WORK INSTRUCTIONS => Change "rear tire" to "back tire" in the lines from the first one below through the line with "x=391, y=314", and give back only those lines, otherwise unchanged.
::::::
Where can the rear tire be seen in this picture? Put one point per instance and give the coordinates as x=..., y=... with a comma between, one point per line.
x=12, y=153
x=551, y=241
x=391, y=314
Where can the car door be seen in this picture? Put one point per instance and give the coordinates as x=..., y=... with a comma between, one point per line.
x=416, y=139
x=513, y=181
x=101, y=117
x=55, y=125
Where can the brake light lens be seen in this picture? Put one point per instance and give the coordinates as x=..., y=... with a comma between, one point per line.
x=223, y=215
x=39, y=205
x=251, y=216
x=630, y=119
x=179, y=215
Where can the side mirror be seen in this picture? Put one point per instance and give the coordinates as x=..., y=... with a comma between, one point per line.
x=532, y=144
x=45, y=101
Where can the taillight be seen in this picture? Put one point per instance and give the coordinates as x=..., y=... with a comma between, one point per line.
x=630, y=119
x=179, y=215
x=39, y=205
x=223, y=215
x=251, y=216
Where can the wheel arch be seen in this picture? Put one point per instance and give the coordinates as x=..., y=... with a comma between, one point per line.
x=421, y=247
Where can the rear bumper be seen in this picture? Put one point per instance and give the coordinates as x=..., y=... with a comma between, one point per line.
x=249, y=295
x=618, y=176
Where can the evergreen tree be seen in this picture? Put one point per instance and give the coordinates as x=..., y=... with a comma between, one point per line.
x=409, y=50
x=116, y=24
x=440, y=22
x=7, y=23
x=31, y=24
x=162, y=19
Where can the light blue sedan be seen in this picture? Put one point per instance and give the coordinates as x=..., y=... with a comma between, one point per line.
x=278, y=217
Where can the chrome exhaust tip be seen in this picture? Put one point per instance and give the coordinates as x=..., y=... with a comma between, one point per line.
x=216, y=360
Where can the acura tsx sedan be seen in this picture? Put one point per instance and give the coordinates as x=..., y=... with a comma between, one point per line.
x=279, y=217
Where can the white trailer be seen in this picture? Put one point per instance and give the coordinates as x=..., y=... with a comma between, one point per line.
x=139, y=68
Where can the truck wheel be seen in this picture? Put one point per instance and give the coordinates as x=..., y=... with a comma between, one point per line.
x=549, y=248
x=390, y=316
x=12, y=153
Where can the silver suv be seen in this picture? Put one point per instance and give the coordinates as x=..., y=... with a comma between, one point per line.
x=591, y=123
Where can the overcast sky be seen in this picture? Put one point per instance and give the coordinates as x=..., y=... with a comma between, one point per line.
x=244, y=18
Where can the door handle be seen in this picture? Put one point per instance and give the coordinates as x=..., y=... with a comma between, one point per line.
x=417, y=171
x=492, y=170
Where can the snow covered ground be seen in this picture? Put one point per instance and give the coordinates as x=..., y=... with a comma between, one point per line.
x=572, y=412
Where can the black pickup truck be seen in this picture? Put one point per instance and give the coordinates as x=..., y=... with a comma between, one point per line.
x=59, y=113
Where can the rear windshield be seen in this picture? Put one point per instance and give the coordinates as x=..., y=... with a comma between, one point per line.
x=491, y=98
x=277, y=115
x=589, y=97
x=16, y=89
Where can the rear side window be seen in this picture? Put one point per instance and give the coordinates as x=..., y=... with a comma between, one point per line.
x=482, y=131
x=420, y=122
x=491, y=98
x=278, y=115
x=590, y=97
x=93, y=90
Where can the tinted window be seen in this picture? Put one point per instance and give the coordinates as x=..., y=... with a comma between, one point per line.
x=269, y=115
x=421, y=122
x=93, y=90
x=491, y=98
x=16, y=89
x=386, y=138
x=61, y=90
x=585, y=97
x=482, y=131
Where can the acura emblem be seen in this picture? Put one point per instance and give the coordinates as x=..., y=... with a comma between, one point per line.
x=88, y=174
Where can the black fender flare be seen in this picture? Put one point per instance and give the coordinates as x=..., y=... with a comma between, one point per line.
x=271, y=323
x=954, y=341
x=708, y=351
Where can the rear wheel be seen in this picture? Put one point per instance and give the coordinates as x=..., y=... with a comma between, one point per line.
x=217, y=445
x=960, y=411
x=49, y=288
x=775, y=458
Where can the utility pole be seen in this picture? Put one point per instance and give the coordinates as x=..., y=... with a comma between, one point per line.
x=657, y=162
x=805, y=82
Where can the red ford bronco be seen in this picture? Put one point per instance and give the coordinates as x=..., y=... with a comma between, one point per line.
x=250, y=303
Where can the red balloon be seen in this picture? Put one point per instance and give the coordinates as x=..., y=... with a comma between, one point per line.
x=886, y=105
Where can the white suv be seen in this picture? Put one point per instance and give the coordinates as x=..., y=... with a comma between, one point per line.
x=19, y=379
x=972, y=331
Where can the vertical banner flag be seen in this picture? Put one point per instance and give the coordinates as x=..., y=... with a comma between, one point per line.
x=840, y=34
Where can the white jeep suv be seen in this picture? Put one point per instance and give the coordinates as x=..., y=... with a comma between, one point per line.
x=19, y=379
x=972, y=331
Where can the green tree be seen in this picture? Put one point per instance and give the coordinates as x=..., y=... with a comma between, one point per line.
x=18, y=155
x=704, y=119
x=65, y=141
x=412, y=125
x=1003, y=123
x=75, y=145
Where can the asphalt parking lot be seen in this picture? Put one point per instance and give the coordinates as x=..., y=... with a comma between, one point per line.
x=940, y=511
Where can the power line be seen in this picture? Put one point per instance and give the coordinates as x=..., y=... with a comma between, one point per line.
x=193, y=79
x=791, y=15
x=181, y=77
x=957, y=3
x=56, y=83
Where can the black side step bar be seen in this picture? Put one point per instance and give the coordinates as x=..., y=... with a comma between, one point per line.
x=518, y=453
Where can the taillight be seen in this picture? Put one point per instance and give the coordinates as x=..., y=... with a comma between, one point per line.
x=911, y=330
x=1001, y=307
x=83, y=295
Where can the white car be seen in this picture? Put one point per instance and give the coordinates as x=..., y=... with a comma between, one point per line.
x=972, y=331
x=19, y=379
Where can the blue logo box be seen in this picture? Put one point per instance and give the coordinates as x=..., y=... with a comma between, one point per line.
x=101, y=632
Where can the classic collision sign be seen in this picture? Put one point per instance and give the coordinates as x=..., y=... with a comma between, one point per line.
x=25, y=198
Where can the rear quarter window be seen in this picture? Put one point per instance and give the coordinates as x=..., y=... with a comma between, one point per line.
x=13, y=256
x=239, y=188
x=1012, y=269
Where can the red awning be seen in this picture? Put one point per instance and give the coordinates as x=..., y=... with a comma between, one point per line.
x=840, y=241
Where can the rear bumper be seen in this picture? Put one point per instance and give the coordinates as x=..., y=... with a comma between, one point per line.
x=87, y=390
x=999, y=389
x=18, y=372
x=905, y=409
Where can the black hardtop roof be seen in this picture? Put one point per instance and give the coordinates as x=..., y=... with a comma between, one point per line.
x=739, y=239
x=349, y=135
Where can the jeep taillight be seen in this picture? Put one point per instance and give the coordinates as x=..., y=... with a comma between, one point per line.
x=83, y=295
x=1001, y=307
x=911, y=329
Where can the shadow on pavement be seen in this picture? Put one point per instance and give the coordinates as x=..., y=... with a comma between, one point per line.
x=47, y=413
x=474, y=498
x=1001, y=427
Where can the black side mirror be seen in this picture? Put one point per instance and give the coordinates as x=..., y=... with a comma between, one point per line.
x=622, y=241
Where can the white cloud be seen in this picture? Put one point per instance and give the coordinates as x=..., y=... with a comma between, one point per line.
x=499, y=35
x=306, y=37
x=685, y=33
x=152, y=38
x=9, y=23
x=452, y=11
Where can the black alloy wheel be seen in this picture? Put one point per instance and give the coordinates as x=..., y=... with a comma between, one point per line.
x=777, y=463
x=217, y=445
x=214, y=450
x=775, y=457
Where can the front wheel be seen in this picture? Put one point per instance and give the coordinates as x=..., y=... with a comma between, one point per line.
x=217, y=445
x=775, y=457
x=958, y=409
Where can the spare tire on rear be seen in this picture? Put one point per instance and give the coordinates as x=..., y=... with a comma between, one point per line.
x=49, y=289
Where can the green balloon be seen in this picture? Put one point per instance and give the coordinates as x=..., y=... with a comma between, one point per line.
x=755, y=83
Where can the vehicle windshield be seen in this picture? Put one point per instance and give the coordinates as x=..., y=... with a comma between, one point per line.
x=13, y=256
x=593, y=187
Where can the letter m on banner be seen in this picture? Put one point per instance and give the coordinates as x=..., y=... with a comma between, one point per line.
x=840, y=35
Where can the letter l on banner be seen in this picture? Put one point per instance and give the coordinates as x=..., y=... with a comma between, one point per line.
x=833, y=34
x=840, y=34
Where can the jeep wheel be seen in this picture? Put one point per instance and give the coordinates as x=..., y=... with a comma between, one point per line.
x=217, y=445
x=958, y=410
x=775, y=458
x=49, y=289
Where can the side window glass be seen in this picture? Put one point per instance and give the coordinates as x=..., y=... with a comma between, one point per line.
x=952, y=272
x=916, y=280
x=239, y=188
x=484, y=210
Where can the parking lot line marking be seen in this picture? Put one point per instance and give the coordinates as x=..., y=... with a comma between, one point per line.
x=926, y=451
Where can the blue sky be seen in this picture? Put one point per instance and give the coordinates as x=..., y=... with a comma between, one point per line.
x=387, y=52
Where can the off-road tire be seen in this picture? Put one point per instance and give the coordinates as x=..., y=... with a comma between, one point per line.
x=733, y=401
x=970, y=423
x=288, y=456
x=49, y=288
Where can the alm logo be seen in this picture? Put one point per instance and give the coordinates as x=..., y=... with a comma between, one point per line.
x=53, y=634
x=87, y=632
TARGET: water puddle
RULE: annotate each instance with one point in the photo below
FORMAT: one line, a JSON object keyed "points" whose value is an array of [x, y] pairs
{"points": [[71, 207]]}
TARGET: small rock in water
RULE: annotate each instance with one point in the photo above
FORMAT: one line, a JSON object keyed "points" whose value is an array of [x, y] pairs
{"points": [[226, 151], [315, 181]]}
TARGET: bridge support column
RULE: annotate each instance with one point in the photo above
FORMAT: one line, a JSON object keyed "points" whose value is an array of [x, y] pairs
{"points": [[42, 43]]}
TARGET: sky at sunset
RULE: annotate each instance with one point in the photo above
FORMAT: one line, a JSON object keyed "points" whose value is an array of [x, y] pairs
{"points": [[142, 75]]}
::::::
WRITTEN ANSWER =>
Where can the back tire be seen in this picture? Put one point per instance and give the coordinates as x=..., y=... with a comma between, one point per line.
x=12, y=153
x=551, y=241
x=391, y=314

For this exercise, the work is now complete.